• _Texte de la page_
----
Comme l'on a précisé plus haut, le personnage n'est pas limité à cette apparence. Il détient moins d'autorité que l'on pouvait deviner, car, loin d'imposer à sa fille ce mariage, il a l'esprit assez ouvert pour accepter les conditions de Silvia, qui désire un mariage d'amour et non pas épouser quelqu'un qui lui serait imposé. Les perspectives du père auxquelles Molière nous avait habitués ne sont pas les mêmes. Ici il est plus proche de son enfant et plus intéressé à satisfaire ses désirs. Il accepte donc le jeu auquel sa fille a pensé et le fait même avec humour et une certaine curiosité. Car, l'on pourrait dire, il soupçonne, au fond de son cœur, que les choses vont s'arranger comme il le faut.
Le fils de monsieur Orgon, Mario, n'a pas un rôle essentiel dans la pièce. Il est le frère de Silvia et le témoin du jeu qui se joue sous ses yeux. Dans ce sens il est le complice de son père. Mais il ne reste pas un simple spectateur, il va y participer aussi en acteur, en poussant les autres acteurs à des réactions pour donner plus de vivacité à la petite pièce de théâtre qui se déroule, comme un personnage de la commedia dell'arte.
----
[Entrées du jeu de données]
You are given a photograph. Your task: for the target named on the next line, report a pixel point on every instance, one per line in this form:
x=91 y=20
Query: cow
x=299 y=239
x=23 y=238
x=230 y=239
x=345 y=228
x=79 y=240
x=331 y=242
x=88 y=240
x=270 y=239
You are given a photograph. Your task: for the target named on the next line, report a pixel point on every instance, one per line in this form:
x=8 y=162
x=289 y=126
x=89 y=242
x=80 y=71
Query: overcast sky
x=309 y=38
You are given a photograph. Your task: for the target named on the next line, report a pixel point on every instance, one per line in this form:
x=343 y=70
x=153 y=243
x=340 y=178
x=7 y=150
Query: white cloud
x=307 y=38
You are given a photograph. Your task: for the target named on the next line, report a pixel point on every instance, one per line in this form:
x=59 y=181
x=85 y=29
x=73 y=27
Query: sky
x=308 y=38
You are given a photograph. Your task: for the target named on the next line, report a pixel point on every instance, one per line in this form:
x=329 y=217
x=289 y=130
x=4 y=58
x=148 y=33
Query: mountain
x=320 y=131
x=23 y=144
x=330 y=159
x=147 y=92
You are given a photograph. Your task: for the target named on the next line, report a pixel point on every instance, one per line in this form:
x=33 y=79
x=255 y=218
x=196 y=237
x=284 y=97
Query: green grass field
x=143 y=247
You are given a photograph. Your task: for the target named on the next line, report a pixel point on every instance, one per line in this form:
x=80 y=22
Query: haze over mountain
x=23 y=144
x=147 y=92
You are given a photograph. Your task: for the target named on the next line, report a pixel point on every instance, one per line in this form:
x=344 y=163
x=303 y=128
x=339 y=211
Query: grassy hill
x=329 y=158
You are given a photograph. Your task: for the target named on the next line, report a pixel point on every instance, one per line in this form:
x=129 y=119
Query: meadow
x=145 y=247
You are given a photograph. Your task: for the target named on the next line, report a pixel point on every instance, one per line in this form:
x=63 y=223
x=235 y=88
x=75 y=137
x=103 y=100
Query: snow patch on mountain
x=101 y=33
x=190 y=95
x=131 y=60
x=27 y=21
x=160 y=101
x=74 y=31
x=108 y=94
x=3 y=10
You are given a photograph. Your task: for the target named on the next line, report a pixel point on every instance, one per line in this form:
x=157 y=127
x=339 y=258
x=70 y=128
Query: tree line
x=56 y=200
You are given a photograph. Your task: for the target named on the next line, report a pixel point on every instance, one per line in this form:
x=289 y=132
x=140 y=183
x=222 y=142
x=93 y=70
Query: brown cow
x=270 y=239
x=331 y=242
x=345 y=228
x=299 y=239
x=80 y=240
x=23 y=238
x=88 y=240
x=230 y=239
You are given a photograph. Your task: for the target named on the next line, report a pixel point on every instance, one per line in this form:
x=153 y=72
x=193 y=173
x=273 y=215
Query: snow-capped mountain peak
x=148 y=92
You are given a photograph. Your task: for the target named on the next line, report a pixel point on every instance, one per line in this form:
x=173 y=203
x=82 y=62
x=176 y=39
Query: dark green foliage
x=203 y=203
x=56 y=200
----
• _Consignes de l'exercice_
1. Réécrivez le passage du texte de la page commençant par « Le fils de monsieur » et se terminant par « la commedia dell'arte. », en y substituant « observateur » à « spectateur ».
2. Présentez sous forme de liste le paragraphe du texte de la page qui débute par « Le fils de monsieur Orgon », en conservant ses faits principaux.
3. Résumez le texte de la page en deux phrases.
Ce matériel n'a aucun lien avec le texte de la page.

• _Réponses attendues_
1.
Le fils de monsieur Orgon, Mario, n'a pas un rôle essentiel dans la pièce. Il est le frère de Silvia et le témoin du jeu qui se joue sous ses yeux. Dans ce sens il est le complice de son père. Mais il ne reste pas un simple observateur, il va y participer aussi en acteur, en poussant les autres acteurs à des réactions pour donner plus de vivacité à la petite pièce de théâtre qui se déroule, comme un personnage de la commedia dell'arte.

2.
- Mario, fils de monsieur Orgon, n'a pas un rôle essentiel dans la pièce.
- Frère de Silvia, il est le témoin du jeu qui se joue sous ses yeux et, en ce sens, le complice de son père.
- Il ne reste pas un simple spectateur : il participe aussi en acteur, poussant les autres à réagir pour donner plus de vivacité à la petite pièce qui se déroule, comme un personnage de la commedia dell'arte.

3. Le père de Silvia, moins autoritaire qu'on pouvait le deviner, accepte qu'elle souhaite un mariage d'amour plutôt qu'un mariage imposé et se prête avec humour et curiosité au jeu qu'elle a imaginé. Son fils Mario, frère de Silvia et complice de son père, ne se contente pas d'être témoin de ce jeu : il y participe en poussant les autres à réagir pour donner plus de vivacité à la petite pièce qui se déroule.